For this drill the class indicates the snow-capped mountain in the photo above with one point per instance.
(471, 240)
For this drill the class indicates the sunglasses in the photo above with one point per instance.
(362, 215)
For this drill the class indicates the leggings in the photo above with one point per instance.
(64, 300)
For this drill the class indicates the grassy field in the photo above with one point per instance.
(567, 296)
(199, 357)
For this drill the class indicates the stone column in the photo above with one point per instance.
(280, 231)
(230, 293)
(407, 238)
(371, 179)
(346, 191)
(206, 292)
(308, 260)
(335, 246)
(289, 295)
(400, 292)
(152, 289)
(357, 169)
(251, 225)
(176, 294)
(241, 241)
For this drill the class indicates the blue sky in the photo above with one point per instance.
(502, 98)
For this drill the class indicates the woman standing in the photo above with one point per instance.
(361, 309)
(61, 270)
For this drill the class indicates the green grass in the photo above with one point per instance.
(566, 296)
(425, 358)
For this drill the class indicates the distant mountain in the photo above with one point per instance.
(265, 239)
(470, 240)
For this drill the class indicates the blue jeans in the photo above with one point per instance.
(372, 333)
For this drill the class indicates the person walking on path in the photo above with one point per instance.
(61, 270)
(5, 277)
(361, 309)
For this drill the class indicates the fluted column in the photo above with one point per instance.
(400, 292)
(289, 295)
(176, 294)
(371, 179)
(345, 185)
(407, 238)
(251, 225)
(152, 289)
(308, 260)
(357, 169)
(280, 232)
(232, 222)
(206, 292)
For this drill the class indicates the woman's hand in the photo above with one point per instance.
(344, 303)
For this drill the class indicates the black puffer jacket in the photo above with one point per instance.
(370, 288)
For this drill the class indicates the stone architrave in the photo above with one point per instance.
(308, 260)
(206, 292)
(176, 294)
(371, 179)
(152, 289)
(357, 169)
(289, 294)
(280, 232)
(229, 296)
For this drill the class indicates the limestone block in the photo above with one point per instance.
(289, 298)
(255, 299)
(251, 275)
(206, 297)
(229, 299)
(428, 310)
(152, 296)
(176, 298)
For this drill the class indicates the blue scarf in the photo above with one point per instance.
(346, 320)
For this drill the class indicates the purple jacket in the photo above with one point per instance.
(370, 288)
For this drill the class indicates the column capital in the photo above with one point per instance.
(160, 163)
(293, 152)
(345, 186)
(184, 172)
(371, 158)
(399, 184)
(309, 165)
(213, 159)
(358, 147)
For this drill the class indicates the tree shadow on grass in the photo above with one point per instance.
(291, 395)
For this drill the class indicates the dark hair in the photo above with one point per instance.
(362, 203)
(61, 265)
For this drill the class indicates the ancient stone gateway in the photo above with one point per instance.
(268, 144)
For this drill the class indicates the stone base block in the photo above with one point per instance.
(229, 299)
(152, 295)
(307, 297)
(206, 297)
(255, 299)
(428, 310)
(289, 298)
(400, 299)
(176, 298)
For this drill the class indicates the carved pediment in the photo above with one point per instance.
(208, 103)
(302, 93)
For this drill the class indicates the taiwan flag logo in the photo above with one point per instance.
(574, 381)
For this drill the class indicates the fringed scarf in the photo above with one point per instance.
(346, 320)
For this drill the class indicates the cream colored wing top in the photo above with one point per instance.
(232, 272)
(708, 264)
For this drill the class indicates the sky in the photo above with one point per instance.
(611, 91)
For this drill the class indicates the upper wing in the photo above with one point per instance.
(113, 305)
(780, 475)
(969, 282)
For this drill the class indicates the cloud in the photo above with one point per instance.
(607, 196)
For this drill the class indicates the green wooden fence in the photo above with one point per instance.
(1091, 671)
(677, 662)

◇ ◇ ◇ ◇ ◇ ◇ ◇

Restate each entry exactly, skipping none.

For this drill the class indicates the snow-capped mountain in the photo above with one point per instance.
(471, 240)
For this drill the class indicates the sunglasses in the photo above with one point per instance.
(362, 215)
For this drill the class indicates the leggings in the photo above with one point per instance.
(64, 300)
For this drill the class indicates the grassy field in the photo above with one point per instance.
(567, 296)
(199, 357)
For this drill the class indicates the stone column in the photo above with one point per instance.
(280, 231)
(230, 293)
(407, 238)
(371, 179)
(346, 191)
(206, 292)
(308, 260)
(335, 246)
(289, 295)
(400, 292)
(152, 289)
(357, 169)
(251, 225)
(176, 294)
(241, 241)
For this drill the class indicates the blue sky in the photo above with one point per instance.
(502, 98)
For this drill the class indicates the woman standing in the photo above with one point per instance.
(361, 309)
(61, 270)
For this drill the class indicates the green grass in the photo above with one point per instance.
(566, 296)
(425, 358)
For this drill the class indicates the distant mountain in the photo above with one point per instance.
(265, 239)
(470, 240)
For this drill the class indicates the blue jeans in the photo above with one point per instance.
(372, 333)
For this drill the class indicates the person walking on path in the photo above with one point per instance.
(61, 270)
(5, 277)
(361, 309)
For this drill the class indicates the fluted column in the photo above with one point per instance.
(400, 292)
(289, 295)
(176, 294)
(371, 179)
(345, 185)
(407, 238)
(251, 225)
(152, 289)
(308, 260)
(357, 169)
(280, 232)
(232, 222)
(206, 292)
For this drill the class indicates the woman's hand in the photo above with one point per instance.
(344, 303)
For this drill the class indicates the black puffer jacket in the photo above with one point per instance.
(370, 288)
For this drill the class indicates the stone architrave in the photo above with one point per instance.
(308, 260)
(206, 292)
(176, 294)
(371, 179)
(152, 289)
(357, 169)
(289, 294)
(280, 232)
(229, 296)
For this drill the class indicates the limestone block in the photo above with one point per instance.
(289, 298)
(255, 299)
(251, 275)
(206, 297)
(229, 299)
(428, 310)
(152, 296)
(176, 298)
For this drill the class indicates the blue scarf in the photo above with one point per instance.
(346, 320)
For this drill the class indicates the purple jacket in the photo above with one point per instance.
(370, 288)
For this drill the class indicates the column capital in the photo above with one point per instance.
(160, 163)
(293, 152)
(345, 186)
(184, 172)
(371, 158)
(399, 184)
(309, 165)
(213, 159)
(358, 147)
For this drill the class indicates the tree shadow on grass in the photo above with one point per instance.
(291, 395)
For this drill the class indicates the dark hair in the photo above with one point per instance.
(362, 203)
(61, 265)
For this drill the class indicates the ancient stone gateway in the photo above with one point per instance.
(268, 144)
For this drill the class indicates the stone base block in the photo above with one point per instance.
(229, 299)
(152, 295)
(307, 297)
(206, 297)
(255, 299)
(428, 310)
(289, 298)
(400, 299)
(176, 298)
For this drill the class indicates the carved pediment in the photo above with one point per instance.
(208, 103)
(302, 93)
For this drill the class indicates the taiwan flag logo in the photo above with one point per instance.
(574, 381)
For this drill the class indicates the fringed scarf in the photo above with one point per instance.
(346, 320)
For this drill the class indicates the cream colored wing top in the photo above with one point per instance.
(232, 272)
(708, 264)
For this drill the class indicates the sky in the photo above with one point per instance.
(611, 91)
For this drill the class indicates the upper wing in the photo above with one point per instance.
(113, 305)
(780, 475)
(969, 282)
For this drill the class indicates the cloud in the photo above with one point per instance.
(607, 196)
For this drill the class indicates the green wooden fence in the photo above with one point per instance.
(1091, 671)
(677, 662)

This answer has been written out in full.